You're probably not old enough to remember...

But when Olympic first came out with "overcoat" (a latex stain) in the 70's, their TV commercial had an old guy on a horse saying: "whoa there pardner...you can't stain over paint!" And the painter replied something like: "welp, I can now!"

The differences between acrylic paint and acrylic stain are few.

Oil based semi-transparent stains are a whole different story.


----------



## MakDeco (Jan 17, 2007)

Don't forget that there are now semi acrylics too.. confused yet??


----------



## Steve Richards (Mar 7, 2006)

..and is there REALLY any difference between drywall primer, and the thinned latex flat paint that ya have leftover in a 5 out in yer garage?


----------



## plazaman (Apr 17, 2005)

SW A100 Exterior Oil Prime & A100 Exterior acrylic later top coat. Sounds like a plan?


----------



## Steve Richards (Mar 7, 2006)

OK by me, Plazaman


----------



## Steve Richards (Mar 7, 2006)

for what it's worth...

Here's B&A of stained drop channel cedar, primed and painted


----------



## mjay (Feb 2, 2006)

*The homes in the Chicago area (at least the hoods I am working in) are built with cedar and with acrylic stain form the git go(usually factory applied).. We don't have the rustic look here. So the cedar was primed and coated prior to be re coating them. Why would I take the step to prime when it has solid acrylic on them all ready.*

"A little thing we like to call insurance my friend." Can't remember the movie.
Anywho! A coat of long dry oil primer if there's the slightest hint of tannin bleed through to ensure a lasting finish with no call backs. With the factory finish stuff , you can be certain it's been back primed, and if your really lucky dipped in a preservative, thus no worries re bleeding.

Steve, wonderful picture of the before and after, did you cut down the tree blocking the view from the deck as well?


----------



## mjay (Feb 2, 2006)

plazaman said:


> now what is the main difference between a stain and paint? just the fact paint covers more?


In a very small nutshell

Stain - Penetrating oil and acrylics available. Very dissimilar to paint.
Film forming acrylic stain. Not that dissimilar.

### The tasks:
1) Answer these questions from the forum thread on stain and paint, one line each:
(a) What product did Olympic bring out in the 70's, and what kind of stain was it?
(b) What kind of primer does mjay recommend if there is the slightest hint of tannin bleed through?
(c) According to mjay, what are the homes in the Chicago area built with?
2) Shorten the paragraph of the forum thread on stain and paint that begins "But when Olympic first came out", keeping its main facts.

### Dataset excerpts:
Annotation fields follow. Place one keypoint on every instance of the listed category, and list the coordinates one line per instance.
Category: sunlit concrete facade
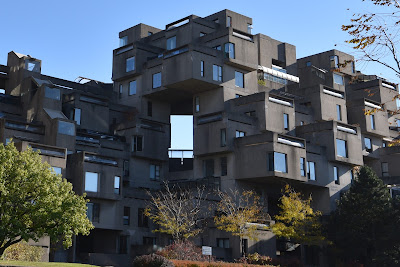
(261, 119)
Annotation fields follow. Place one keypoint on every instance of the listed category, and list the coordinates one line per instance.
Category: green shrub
(21, 251)
(152, 260)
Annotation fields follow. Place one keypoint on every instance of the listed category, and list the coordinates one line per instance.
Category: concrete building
(261, 118)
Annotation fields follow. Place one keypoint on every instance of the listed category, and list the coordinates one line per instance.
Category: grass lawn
(42, 264)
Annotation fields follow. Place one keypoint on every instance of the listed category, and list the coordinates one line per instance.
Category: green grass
(42, 264)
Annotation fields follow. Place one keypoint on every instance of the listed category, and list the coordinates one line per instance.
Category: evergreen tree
(363, 226)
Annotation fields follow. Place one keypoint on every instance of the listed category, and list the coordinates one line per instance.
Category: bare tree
(178, 211)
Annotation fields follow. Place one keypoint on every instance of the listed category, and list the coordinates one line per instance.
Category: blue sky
(76, 38)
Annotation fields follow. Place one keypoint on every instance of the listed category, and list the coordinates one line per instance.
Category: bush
(152, 260)
(183, 250)
(21, 251)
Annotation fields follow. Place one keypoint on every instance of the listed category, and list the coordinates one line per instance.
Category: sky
(76, 38)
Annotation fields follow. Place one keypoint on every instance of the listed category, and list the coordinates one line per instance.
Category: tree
(34, 201)
(237, 212)
(376, 35)
(179, 212)
(364, 226)
(297, 221)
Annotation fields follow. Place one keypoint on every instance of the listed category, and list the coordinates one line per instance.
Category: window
(368, 144)
(341, 148)
(338, 79)
(77, 115)
(223, 137)
(385, 169)
(218, 47)
(57, 170)
(228, 21)
(285, 121)
(334, 62)
(52, 93)
(302, 166)
(239, 79)
(157, 80)
(117, 184)
(149, 108)
(171, 43)
(155, 172)
(223, 243)
(277, 162)
(217, 73)
(336, 175)
(311, 170)
(372, 118)
(224, 166)
(339, 112)
(127, 216)
(132, 88)
(130, 64)
(93, 211)
(249, 27)
(123, 41)
(197, 103)
(240, 134)
(137, 143)
(208, 167)
(230, 50)
(66, 128)
(143, 220)
(91, 181)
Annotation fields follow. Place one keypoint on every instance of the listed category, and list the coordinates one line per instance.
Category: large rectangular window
(338, 79)
(217, 73)
(302, 166)
(117, 184)
(339, 112)
(157, 80)
(171, 43)
(223, 137)
(372, 118)
(224, 166)
(277, 162)
(208, 167)
(132, 88)
(230, 50)
(143, 220)
(368, 144)
(127, 216)
(311, 171)
(93, 211)
(155, 172)
(336, 175)
(285, 121)
(91, 182)
(137, 143)
(341, 148)
(130, 64)
(239, 79)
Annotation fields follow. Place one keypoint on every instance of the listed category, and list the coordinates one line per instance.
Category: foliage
(152, 260)
(296, 220)
(236, 210)
(21, 251)
(183, 250)
(376, 35)
(34, 201)
(183, 263)
(179, 212)
(364, 226)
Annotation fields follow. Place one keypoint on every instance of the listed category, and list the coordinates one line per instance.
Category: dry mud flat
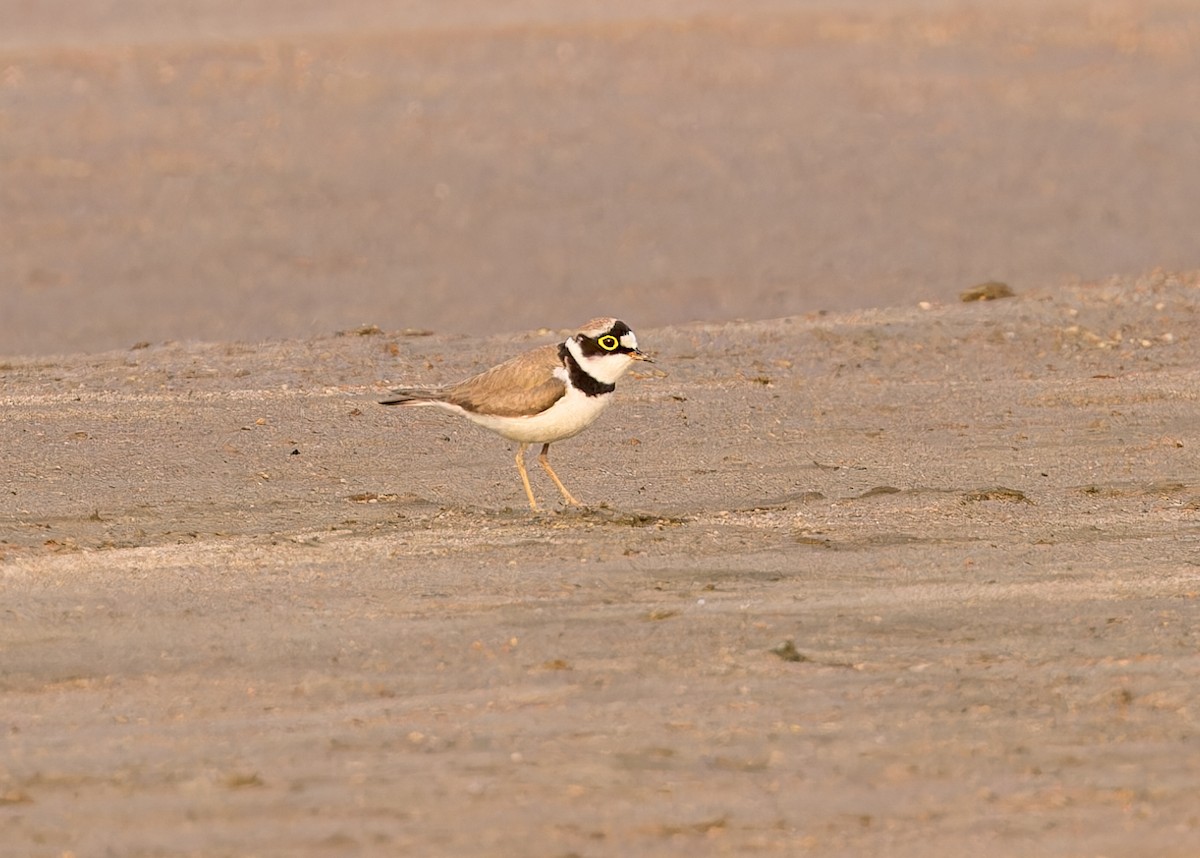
(901, 582)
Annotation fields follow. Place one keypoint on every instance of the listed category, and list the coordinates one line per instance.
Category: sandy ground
(912, 581)
(900, 582)
(285, 168)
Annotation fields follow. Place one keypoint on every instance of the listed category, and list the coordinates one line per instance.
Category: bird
(543, 396)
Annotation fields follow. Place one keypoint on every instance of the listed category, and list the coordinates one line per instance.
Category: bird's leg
(525, 477)
(544, 459)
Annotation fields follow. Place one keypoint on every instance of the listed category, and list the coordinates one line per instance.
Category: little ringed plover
(543, 396)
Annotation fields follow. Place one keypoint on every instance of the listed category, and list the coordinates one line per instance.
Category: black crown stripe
(580, 378)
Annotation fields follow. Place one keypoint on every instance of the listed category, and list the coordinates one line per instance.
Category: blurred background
(221, 169)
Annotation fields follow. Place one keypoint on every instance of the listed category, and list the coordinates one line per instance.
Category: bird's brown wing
(525, 384)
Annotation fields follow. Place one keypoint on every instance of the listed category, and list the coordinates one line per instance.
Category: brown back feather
(520, 385)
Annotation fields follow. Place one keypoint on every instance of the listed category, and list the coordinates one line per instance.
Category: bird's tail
(413, 396)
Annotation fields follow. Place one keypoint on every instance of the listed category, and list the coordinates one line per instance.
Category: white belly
(565, 419)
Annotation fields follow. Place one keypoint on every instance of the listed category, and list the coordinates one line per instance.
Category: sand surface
(247, 611)
(907, 582)
(285, 168)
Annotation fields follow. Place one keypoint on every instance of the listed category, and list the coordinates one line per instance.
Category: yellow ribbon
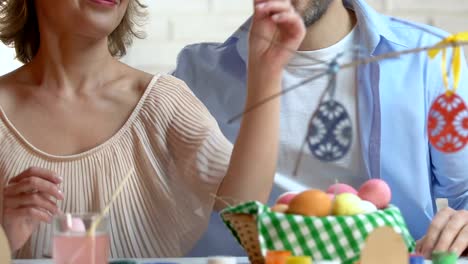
(457, 60)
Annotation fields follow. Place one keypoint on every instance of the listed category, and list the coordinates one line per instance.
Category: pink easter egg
(377, 192)
(286, 198)
(339, 188)
(77, 225)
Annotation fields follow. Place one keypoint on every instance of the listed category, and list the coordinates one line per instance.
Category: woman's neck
(70, 65)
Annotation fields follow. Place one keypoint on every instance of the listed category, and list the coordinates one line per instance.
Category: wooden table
(180, 261)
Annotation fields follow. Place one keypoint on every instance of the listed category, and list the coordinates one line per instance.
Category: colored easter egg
(347, 204)
(286, 198)
(338, 188)
(311, 203)
(377, 192)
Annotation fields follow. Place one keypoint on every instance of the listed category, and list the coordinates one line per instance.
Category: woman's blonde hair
(19, 28)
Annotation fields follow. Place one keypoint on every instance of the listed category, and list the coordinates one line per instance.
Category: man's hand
(448, 232)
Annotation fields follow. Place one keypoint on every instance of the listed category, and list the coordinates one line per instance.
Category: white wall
(7, 60)
(175, 23)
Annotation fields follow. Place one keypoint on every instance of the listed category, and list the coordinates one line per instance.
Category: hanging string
(456, 43)
(456, 61)
(274, 96)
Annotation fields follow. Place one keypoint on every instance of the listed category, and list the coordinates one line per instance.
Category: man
(387, 104)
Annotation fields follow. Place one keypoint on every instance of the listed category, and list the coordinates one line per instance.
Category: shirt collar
(372, 26)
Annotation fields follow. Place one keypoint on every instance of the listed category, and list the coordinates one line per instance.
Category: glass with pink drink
(74, 244)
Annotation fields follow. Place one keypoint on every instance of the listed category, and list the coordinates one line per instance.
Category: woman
(74, 120)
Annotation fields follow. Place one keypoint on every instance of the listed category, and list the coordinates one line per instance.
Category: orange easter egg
(311, 203)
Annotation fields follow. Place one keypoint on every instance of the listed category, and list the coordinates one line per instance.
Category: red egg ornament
(448, 123)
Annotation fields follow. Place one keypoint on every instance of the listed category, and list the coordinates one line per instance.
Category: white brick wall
(172, 24)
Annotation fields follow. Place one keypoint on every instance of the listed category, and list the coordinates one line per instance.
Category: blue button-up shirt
(394, 98)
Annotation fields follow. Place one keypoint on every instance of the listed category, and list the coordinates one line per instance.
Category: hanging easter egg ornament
(330, 130)
(448, 115)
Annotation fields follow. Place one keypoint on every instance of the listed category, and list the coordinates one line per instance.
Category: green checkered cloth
(322, 238)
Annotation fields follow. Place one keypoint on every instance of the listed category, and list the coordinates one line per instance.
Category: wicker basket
(258, 230)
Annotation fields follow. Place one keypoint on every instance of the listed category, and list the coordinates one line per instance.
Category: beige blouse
(180, 158)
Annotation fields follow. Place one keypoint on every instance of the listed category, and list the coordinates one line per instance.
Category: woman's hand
(27, 201)
(448, 232)
(276, 32)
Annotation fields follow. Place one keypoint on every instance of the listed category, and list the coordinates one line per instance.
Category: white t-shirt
(297, 108)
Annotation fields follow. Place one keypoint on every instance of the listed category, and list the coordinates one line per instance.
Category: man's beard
(314, 10)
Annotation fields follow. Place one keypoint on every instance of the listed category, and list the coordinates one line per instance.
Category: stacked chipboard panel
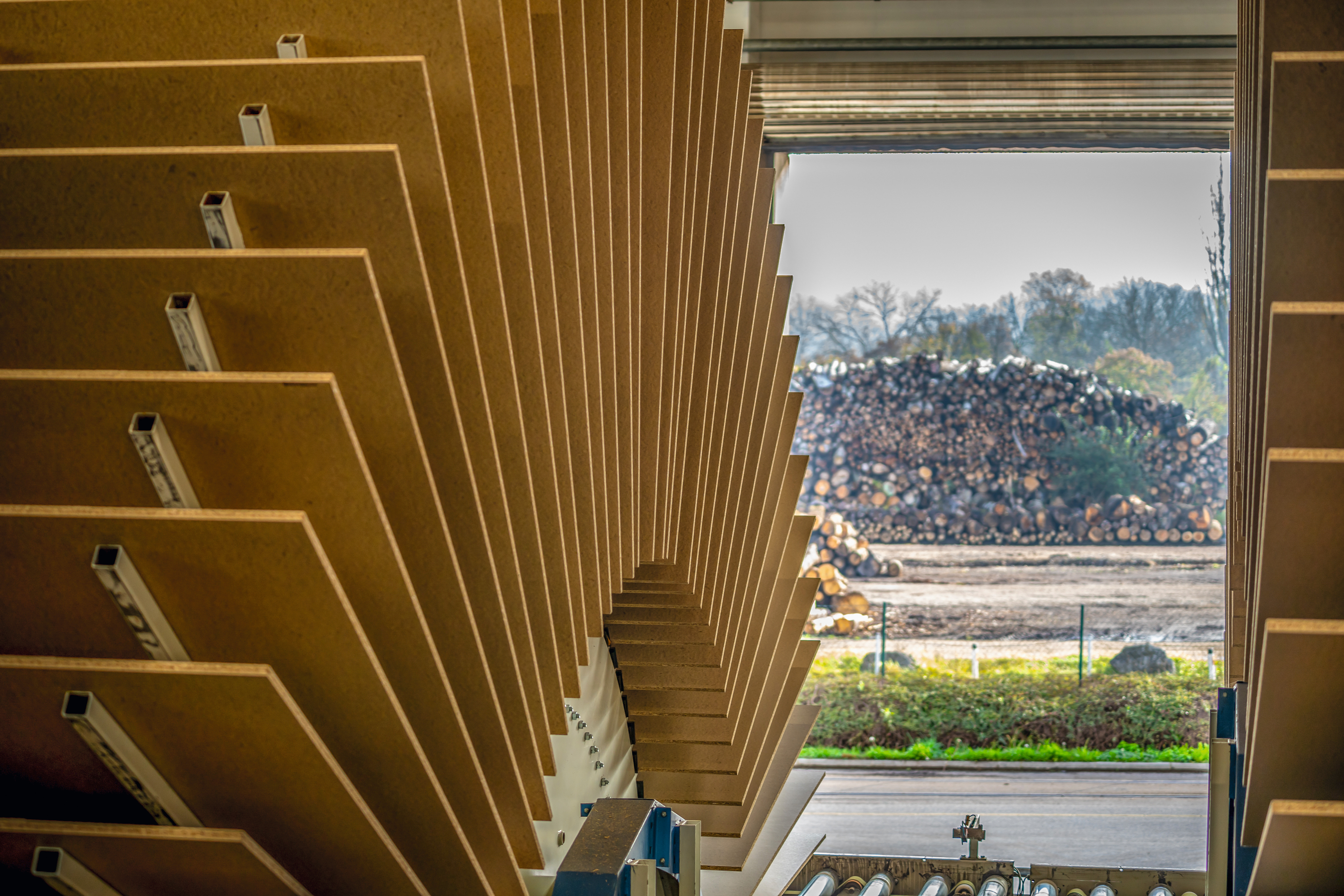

### Answer set:
1)
(a) "Overcoat," a latex stain.
(b) A coat of long dry oil primer.
(c) Cedar and acrylic stain, usually factory applied.

2) When Olympic launched "overcoat," a latex stain, in the 70's, its TV commercial showed an old guy on a horse telling a painter he couldn't stain over paint, and the painter answered, roughly, that now he could.